Stored dataset items:
▶
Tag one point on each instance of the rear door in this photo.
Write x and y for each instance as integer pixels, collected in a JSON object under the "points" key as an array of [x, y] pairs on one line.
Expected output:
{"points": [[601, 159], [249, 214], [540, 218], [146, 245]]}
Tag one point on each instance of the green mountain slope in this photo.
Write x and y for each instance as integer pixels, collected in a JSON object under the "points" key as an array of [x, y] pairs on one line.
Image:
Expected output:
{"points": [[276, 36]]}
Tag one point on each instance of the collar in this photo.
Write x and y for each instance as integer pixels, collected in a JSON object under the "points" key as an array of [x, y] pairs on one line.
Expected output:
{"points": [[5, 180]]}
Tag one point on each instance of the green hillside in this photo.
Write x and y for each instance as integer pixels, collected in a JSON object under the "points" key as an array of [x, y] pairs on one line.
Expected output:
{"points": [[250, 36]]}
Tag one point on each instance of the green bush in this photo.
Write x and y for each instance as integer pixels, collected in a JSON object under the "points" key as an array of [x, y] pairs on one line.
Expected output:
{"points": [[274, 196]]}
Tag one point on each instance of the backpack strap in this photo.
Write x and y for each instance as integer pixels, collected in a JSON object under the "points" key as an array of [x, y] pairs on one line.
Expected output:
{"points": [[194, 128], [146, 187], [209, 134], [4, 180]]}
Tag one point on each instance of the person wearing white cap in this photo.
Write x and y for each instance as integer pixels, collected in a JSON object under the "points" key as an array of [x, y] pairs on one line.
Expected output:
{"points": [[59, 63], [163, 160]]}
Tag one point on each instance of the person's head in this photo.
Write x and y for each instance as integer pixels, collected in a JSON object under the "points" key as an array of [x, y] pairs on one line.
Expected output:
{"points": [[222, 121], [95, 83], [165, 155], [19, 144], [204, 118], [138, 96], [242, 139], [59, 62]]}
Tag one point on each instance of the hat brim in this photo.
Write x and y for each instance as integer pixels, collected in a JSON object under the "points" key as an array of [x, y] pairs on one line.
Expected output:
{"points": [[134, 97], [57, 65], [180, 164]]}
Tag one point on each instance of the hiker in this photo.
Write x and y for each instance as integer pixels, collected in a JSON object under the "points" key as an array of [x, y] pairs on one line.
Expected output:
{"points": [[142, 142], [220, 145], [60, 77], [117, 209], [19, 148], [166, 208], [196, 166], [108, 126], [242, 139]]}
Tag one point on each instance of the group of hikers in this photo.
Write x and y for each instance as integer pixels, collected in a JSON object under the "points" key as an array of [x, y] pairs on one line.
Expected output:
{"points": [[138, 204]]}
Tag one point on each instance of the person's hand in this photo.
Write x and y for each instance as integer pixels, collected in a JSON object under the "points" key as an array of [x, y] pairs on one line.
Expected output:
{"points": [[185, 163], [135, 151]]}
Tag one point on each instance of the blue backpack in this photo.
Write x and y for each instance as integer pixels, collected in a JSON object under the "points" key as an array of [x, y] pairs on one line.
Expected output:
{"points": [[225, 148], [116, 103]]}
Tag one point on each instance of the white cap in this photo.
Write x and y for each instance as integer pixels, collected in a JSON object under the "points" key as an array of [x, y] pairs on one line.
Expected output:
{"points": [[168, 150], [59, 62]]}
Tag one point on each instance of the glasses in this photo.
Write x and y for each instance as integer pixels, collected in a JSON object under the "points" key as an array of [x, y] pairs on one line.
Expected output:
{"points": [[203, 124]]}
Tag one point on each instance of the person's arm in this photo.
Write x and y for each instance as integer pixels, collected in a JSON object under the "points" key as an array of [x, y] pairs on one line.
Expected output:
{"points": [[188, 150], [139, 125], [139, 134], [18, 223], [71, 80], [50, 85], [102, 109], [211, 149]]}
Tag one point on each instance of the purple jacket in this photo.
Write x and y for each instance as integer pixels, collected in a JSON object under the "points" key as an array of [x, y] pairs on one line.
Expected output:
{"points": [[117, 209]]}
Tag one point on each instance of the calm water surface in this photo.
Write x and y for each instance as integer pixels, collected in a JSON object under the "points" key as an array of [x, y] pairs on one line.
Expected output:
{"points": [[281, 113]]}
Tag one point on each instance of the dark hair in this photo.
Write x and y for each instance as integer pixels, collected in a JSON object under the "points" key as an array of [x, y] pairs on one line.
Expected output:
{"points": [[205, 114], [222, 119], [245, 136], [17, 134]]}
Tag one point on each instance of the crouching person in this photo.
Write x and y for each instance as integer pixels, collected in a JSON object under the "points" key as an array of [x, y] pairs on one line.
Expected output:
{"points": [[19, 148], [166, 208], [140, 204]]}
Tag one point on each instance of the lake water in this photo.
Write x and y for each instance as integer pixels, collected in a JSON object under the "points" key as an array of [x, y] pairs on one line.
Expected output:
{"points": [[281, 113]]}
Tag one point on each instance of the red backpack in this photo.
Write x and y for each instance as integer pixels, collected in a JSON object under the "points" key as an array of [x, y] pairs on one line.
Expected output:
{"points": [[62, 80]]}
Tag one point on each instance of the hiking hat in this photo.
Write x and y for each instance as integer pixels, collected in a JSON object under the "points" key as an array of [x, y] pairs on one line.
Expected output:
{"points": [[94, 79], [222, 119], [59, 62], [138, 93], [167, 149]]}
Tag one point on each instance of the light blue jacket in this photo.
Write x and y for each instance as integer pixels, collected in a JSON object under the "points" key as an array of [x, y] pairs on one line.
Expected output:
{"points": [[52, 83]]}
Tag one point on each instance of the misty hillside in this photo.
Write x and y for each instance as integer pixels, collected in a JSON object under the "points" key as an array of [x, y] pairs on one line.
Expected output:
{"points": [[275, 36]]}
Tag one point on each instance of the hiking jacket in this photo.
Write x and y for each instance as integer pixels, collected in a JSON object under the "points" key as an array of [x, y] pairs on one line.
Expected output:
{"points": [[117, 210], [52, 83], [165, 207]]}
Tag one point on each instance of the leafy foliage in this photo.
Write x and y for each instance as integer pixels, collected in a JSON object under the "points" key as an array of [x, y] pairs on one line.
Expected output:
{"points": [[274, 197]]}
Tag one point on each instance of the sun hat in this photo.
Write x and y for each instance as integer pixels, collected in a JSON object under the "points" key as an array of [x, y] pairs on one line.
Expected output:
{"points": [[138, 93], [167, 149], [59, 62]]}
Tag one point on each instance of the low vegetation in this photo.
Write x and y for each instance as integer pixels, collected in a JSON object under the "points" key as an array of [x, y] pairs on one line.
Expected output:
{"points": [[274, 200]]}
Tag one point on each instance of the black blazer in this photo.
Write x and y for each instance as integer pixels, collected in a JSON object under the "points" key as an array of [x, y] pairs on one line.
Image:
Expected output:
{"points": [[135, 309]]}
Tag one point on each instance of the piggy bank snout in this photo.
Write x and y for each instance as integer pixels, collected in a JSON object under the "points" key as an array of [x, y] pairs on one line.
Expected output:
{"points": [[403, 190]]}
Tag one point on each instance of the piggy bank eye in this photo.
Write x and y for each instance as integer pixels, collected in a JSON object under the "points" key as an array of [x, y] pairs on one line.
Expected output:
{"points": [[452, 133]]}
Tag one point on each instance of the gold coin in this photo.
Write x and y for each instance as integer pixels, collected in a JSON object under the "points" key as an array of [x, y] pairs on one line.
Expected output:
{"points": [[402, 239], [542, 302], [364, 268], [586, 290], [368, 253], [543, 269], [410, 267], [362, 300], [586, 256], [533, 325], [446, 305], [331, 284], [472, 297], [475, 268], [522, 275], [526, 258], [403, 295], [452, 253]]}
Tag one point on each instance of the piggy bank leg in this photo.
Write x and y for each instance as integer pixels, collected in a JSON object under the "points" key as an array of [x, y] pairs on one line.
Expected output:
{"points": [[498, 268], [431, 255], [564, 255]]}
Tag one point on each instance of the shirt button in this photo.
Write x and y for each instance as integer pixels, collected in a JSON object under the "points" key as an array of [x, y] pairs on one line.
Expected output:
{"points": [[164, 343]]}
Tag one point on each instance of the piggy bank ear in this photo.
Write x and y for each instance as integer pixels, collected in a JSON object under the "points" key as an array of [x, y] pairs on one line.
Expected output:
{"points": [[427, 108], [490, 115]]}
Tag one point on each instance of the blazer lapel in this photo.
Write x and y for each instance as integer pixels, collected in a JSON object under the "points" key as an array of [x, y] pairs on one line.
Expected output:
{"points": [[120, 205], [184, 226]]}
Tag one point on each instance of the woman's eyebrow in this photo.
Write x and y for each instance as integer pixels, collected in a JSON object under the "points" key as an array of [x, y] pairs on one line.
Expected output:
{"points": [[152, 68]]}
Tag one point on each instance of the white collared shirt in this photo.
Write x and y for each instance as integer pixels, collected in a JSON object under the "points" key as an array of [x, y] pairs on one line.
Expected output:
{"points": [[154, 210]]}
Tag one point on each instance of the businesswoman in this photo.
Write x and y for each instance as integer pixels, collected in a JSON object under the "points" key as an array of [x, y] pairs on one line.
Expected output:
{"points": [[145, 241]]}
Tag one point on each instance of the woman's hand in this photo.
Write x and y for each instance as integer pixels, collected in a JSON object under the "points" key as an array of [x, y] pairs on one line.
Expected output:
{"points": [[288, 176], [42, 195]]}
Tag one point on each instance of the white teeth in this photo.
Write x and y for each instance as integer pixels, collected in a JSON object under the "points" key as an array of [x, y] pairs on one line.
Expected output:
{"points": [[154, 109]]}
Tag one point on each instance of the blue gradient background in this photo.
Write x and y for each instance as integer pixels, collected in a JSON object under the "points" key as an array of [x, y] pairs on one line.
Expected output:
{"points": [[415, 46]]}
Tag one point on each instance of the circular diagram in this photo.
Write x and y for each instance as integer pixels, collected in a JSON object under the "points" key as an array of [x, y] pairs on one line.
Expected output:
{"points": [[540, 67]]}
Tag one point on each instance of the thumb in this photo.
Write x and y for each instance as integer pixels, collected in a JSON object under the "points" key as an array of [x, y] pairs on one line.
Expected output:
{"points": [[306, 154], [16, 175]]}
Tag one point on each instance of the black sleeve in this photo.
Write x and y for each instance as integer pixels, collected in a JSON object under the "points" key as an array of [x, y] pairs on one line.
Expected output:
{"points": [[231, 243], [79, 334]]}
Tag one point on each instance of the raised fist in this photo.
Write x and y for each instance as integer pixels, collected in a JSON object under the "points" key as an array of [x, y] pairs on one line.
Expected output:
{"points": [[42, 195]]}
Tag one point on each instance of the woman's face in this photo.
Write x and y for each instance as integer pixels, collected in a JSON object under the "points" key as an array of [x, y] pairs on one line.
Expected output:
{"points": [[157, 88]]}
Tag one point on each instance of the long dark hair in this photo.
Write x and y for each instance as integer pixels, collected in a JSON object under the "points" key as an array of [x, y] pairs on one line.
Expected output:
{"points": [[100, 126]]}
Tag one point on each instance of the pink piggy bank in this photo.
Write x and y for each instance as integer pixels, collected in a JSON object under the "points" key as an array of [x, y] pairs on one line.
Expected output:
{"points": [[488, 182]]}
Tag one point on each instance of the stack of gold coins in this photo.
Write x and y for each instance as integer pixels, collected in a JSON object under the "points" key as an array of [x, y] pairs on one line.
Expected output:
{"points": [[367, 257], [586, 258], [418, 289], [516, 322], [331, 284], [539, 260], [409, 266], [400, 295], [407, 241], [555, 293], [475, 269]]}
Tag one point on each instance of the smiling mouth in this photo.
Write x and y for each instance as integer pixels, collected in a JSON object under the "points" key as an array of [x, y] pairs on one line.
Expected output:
◀
Your instructions >>
Please repeat word for word the lines above that run from the beginning through the line containing "Tag one point on each instance of the green bush", keeping both the first and that last line.

Output below >>
Tag one point on each instance of the rear door in this photo.
Write x and y for each instance as integer pixels, collected in a JSON object under the "points" key as an array of [x, y] pairs on one line.
Expected output:
{"points": [[601, 159], [249, 214], [540, 218], [146, 245]]}
Tag one point on each instance of the green mountain slope in this photo.
Write x and y for each instance as integer pixels, collected in a JSON object under the "points" key as an array of [x, y] pairs on one line.
Image:
Expected output:
{"points": [[276, 36]]}
Tag one point on each instance of the collar in this photo.
Write x and y for each instance as integer pixels, collected in a JSON object under the "points" key as an array of [x, y] pairs on one line.
Expected output:
{"points": [[5, 180]]}
Tag one point on each instance of the green hillside in this photo.
Write x and y for each instance as integer pixels, collected in a JSON object under the "points" key as an array of [x, y] pairs on one line.
Expected output:
{"points": [[250, 36]]}
Tag one point on each instance of the green bush in this photo.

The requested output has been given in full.